**Exercise directions:** Extract every line of the entries below and reproduce each one word for word, in its original order.

**Dataset rows showing where objects appear:**
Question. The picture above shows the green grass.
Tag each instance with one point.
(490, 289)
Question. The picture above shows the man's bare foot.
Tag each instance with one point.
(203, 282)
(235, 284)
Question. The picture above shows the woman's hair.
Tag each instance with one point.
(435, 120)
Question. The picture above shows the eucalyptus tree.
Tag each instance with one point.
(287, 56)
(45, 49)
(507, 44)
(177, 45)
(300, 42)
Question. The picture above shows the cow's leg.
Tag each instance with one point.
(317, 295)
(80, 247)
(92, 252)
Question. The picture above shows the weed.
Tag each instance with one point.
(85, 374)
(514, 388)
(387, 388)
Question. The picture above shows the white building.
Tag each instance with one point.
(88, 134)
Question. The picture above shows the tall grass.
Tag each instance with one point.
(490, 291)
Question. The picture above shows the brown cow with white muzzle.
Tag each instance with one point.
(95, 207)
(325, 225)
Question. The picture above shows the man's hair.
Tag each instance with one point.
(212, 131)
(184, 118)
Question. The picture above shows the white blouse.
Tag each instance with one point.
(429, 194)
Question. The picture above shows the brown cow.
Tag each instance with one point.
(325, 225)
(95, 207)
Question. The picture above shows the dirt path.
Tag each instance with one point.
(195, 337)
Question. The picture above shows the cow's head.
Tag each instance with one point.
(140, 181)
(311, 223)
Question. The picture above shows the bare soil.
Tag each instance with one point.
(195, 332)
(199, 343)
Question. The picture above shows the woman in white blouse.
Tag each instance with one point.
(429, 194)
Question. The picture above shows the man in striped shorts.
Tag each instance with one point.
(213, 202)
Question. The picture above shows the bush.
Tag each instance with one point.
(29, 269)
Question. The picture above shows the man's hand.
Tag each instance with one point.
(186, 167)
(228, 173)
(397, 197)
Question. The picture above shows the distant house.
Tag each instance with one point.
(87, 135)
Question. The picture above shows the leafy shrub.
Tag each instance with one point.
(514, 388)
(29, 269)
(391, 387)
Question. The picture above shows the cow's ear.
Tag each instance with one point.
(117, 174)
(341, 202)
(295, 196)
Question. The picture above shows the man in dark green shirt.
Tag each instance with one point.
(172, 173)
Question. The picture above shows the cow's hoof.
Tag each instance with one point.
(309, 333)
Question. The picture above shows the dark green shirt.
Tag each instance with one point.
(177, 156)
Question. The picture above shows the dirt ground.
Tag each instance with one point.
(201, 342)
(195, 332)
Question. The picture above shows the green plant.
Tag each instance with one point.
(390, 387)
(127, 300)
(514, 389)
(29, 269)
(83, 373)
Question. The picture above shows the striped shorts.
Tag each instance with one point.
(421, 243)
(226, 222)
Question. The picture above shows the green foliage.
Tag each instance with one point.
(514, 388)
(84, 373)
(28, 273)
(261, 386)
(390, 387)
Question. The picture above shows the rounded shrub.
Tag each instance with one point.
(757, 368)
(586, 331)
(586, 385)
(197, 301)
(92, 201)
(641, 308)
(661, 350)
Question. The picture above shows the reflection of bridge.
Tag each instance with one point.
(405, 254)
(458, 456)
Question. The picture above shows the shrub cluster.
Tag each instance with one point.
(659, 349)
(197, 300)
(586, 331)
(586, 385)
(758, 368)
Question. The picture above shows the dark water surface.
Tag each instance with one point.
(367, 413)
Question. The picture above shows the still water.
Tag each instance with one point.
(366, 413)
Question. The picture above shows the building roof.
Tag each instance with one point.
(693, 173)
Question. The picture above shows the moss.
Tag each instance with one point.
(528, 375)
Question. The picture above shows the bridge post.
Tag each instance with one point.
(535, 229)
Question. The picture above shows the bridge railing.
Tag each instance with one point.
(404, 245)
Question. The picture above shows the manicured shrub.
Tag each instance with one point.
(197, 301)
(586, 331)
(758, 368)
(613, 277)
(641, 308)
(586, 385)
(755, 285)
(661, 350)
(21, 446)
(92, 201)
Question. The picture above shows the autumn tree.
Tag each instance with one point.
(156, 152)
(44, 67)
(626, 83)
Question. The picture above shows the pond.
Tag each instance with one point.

**Task response:**
Question. The picture above shows the green grass.
Tag each instance with one point.
(490, 289)
Question. The picture above shows the man's bare foot.
Tag each instance with one point.
(203, 282)
(235, 284)
Question. The picture above shows the woman's hair.
Tag each instance with one point.
(435, 120)
Question. The picture above shows the eucalyptus tree.
Tag each instance with one point.
(287, 56)
(45, 49)
(507, 44)
(177, 45)
(300, 42)
Question. The picture above shows the cow's leg.
Tag each instance with one point.
(317, 295)
(80, 247)
(92, 252)
Question. The picture above shows the weed.
Tag each instance with one point.
(85, 374)
(514, 388)
(387, 388)
Question. The picture above shows the white building.
Tag each instance with one point.
(88, 134)
Question. The picture above shows the tall grass.
Tag each instance with one point.
(490, 291)
Question. The picture above shows the brown cow with white muzzle.
Tag each instance with one point.
(95, 207)
(325, 225)
Question. The picture above shows the man's hair.
Tag each instance with one point.
(212, 131)
(184, 118)
Question. The picture above shows the white blouse.
Tag each instance with one point.
(429, 194)
Question. The picture above shows the brown cow.
Tag each instance with one point.
(325, 225)
(95, 207)
Question. The picture above shows the dirt path.
Tag each instance with one point.
(195, 337)
Question. The picture above shows the cow's head.
Tag each instance with one point.
(140, 181)
(311, 223)
Question. The picture above shows the bare soil.
Tag each instance with one point.
(195, 332)
(199, 343)
Question. The picture above shows the woman in white blouse.
Tag each instance with one point.
(429, 194)
Question. The picture above shows the man in striped shorts.
Tag each instance with one point.
(213, 202)
Question. The picture above shows the bush.
Tag each instance with one point.
(29, 269)
Question. The picture above shows the man's hand.
Tag each instance with one point.
(186, 167)
(228, 173)
(397, 197)
Question. The picture above shows the distant house.
Tag each instance with one point.
(87, 135)
Question. The picture above shows the leafy shrub.
Tag each instance with one point.
(514, 388)
(29, 269)
(391, 387)
Question. The picture above shows the cow's ear.
Tag each instance with one point.
(117, 174)
(341, 202)
(295, 196)
Question. The picture above shows the man in dark green shirt.
Tag each instance with one point.
(172, 173)
Question. The picture above shows the cow's hoof.
Tag each instance with one point.
(309, 333)
Question. The picture above shows the dark green shirt.
Tag each instance with one point.
(177, 156)
Question. The picture above shows the dirt ground.
Tag each instance with one point.
(201, 342)
(195, 332)
Question. The picture above shows the green plant.
Tag each instance with one point.
(390, 387)
(127, 300)
(514, 389)
(29, 269)
(83, 373)
Question. The picture above shows the striped shorts.
Tag each instance with one point.
(421, 243)
(226, 222)
Question. The picture above shows the green foliage.
Tag each instance with one point.
(514, 388)
(84, 373)
(28, 273)
(261, 386)
(390, 387)
Question. The picture above shows the rounded shrub.
Tag each instance with one point.
(757, 368)
(586, 331)
(586, 385)
(197, 301)
(92, 201)
(641, 308)
(661, 350)
Question. The picture above shows the reflection of bridge.
Tag each instance with one point.
(405, 254)
(458, 456)
Question. The picture above shows the shrub cluster.
Tag each instance with one point.
(659, 349)
(197, 300)
(586, 331)
(586, 385)
(758, 368)
Question. The picture above shows the dark water surface.
Tag each instance with one point.
(367, 413)
Question. The picture above shows the still water.
Tag each instance with one point.
(366, 413)
Question. The picture above shows the building roof.
Tag each instance with one point.
(693, 173)
Question. The picture above shows the moss.
Tag each instance with one point.
(528, 375)
Question. The picture above shows the bridge post.
Tag each instance with one point.
(535, 229)
Question. The picture above shows the bridge railing.
Tag each instance with one point.
(404, 245)
Question. The picture above shows the manicured shrub.
Tag each instance with one point.
(197, 301)
(586, 331)
(758, 368)
(613, 277)
(641, 308)
(586, 385)
(755, 285)
(661, 350)
(21, 446)
(92, 201)
Question. The picture above shows the autumn tree.
Tag each instance with one point.
(156, 152)
(44, 67)
(626, 83)
Question. The picture above shows the pond.
Tag each instance with one point.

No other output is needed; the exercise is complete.